Dataset rows on where objects appear:
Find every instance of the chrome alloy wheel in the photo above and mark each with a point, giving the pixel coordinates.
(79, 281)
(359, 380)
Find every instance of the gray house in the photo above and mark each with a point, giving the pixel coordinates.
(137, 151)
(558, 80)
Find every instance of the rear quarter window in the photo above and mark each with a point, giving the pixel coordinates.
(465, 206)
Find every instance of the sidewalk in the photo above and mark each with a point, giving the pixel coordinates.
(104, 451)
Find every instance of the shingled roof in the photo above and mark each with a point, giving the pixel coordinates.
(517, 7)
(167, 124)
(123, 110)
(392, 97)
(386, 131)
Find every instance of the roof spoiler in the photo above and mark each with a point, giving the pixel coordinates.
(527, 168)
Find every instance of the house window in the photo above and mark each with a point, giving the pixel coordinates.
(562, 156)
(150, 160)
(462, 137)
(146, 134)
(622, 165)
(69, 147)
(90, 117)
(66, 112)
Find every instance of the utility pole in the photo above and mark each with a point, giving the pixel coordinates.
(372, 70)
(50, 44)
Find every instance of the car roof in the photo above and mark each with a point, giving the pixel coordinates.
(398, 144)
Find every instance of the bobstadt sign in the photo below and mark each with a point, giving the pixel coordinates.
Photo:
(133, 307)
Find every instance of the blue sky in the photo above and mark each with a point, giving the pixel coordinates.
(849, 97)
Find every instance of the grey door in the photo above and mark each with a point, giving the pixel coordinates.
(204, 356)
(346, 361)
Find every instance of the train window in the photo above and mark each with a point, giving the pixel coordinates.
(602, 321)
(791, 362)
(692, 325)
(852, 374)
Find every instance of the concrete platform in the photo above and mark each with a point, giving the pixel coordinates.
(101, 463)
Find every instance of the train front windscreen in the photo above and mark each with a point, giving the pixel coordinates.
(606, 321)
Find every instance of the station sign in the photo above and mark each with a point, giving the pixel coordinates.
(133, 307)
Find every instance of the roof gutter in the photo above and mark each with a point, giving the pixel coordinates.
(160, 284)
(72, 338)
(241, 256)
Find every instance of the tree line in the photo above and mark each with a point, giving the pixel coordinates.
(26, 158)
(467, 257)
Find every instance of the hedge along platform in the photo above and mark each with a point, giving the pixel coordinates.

● **Requirements**: Reproduce every one of the rows above word for word, changing nothing.

● **Finished answer**:
Find every instance of the chrome alloy wheel in the photo above and mark each with a point, giving the pixel coordinates.
(79, 281)
(359, 380)
Find every instance of the gray house in the photo above and mark each with a point, giving the pixel coordinates.
(137, 151)
(558, 80)
Find every instance of the rear quarter window in the photo above and mark each with a point, giving the pixel coordinates.
(465, 206)
Find every instance of the sidewalk in the photo above and mark each with a point, giving the pixel coordinates.
(104, 451)
Find every instance of the shingled roof in the photo above and mark each with a point, giving the pixel coordinates.
(517, 7)
(167, 124)
(123, 110)
(392, 97)
(386, 131)
Find every instance of the roof spoiler in the photo above and mark each with a point, giving the pixel coordinates.
(527, 168)
Find every instance of the house window in the photo above and mark each with a point, giving the pixel coordinates.
(562, 156)
(150, 160)
(462, 137)
(146, 134)
(622, 165)
(69, 147)
(90, 117)
(66, 112)
Find every instance of the utility pole in the photo above and mark each with a point, giving the pixel coordinates.
(372, 70)
(50, 44)
Find every instance of the car roof in the photo above and mark each with a point, giving the pixel coordinates.
(398, 144)
Find every instance of the bobstadt sign in the photo below and mark each with a point, giving the pixel coordinates.
Photo:
(133, 307)
Find every instance of the blue sky in the photo above and mark each with a point, giving the pixel coordinates.
(849, 97)
Find every instance of the grey door in the photo above and mark each with a point, giving the pixel coordinates.
(204, 356)
(346, 361)
Find every instance of the train window in the photo above and mark each with a point, giving the pixel coordinates.
(602, 321)
(791, 362)
(692, 325)
(852, 374)
Find every instance of the concrete platform in the photo above and mark each with a point, giving the pixel coordinates.
(101, 463)
Find every instance of the train front windscreen in the photo above and mark each with a point, giving the pixel coordinates.
(606, 321)
Find every instance of the station sign in the photo above and mark each with a point, giving the pixel coordinates.
(133, 307)
Find every instance of the roof gutter in the photo above and mark each with a point, giving the pixel coordinates.
(160, 284)
(72, 338)
(241, 256)
Find every instance of the tree line in the photo above and mark each with a point, giving the pixel coordinates.
(26, 158)
(467, 257)
Find every instance of the hedge along platform in the photo above and mark each with a point, giving the pixel coordinates.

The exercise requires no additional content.